"1950'li yılların sineması Batı'dan kopya değil"
Oyuncu Deniz Türkali, sinemaya ilginin 1950'lerdeki sanayileşmeyle birlikte başladığını belirterek, "1950'li yılların sineması ilginç bir şekilde Batı'dan kopya değil. Batı'dan kopya çok az film var. O durum daha çok 1960'larda başlıyor.
Oyuncu Deniz Türkali, sinemaya ilginin 1950'lerdeki sanayileşmeyle birlikte başladığını belirterek, "1950'li yılların sineması ilginç bir şekilde Batı'dan kopya değil. Batı'dan kopya çok az film var. O durum daha çok 1960'larda başlıyor. 1950'li yıllarda daha çok arayışlar var." dedi.
TÜYAP Tüm Fuarcılık Yapım AŞ tarafından Türkiye Yayıncılar Birliği iş birliğiyle düzenlenen, Anadolu Ajansının (AA) global iletişim ortağı olduğu 38. Uluslararası İstanbul Kitap Fuarı'nda "Sinemada 50 Kuşağı" söyleşisi gerçekleştirildi.
################
**Yapılacaklar**.
- a) 1950'ler sineması metnindeki "1950'li yıllarda daha çok arayışlar var." cümlesini İngilizceye çevirin.
- b) 1950'ler sineması metnine göre aşağıdaki soruları yanıtlayın:
(i) Deniz Türkali'ye göre sinemaya ilgi neyle birlikte başladı?
(ii) Söyleşi hangi fuarda gerçekleştirildi?
(iii) Gerçekleştirilen söyleşinin adı neydi?
- c) 1950'ler sineması metnini son cümlesinden sonra gelecek şekilde sürdürün.

Nesne algılama verileri
################
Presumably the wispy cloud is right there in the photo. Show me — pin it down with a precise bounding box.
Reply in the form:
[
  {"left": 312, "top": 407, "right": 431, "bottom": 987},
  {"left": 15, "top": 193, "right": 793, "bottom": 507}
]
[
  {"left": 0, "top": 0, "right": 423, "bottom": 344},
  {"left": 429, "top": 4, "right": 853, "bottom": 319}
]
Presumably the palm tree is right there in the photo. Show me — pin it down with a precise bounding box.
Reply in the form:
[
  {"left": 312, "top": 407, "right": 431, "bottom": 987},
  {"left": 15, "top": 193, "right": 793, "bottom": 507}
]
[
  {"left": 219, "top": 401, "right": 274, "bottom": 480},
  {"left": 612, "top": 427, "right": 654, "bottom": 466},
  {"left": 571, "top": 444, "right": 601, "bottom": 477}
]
################
**Yazılı yanıtlar**.
- a) In the 1950s, there were more explorations.

- b)
(i) 1950'lerdeki sanayileşmeyle birlikte.
(ii) 38. Uluslararası İstanbul Kitap Fuarı'nda.
(iii) "Sinemada 50 Kuşağı".

- c)
Heybeliada Salonunda gerçekleştirilen programda, sinema yazarı Atilla Dorsay ve oyuncu Deniz Türkali fuar ziyaretçileriyle buluştu.
Sinemaya ilginin 1960'larda arttığını aktaran Dorsay, "Bunun sosyolojik nedenleri var. 1960'lar göç yılları. Taşradan büyük kentlere gelenler tek eğlence olarak sinemayı seçiyor. Sermaye gerçek anlamda sinemaya geliyor. İlk büyük yapımcılar ortaya çıkıyor ve film sayısı giderek artıyor. Büyük yıldızlar, büyük yönetmenler vesaire ama 1950'lerde bütün bunların tohumları atılıyor. O kadar ilginç ki 1950'lerin filmleri bana ayrı bir zevk veriyor." ifadelerini kullandı.
"Metin Erksan unutulmayacak bir yönetmen"
Dorsay, 1950'lerin sinemasında Muhsin Ertuğrul'un yanı sıra Vedat Örfi Bengü, Sami Ayanoğlu, Seyfi Havaeri, Semih Evin, Faruk Kenç gibi, çoğu tiyatro kökenli eski isimlerin hakim olduğunu söyledi.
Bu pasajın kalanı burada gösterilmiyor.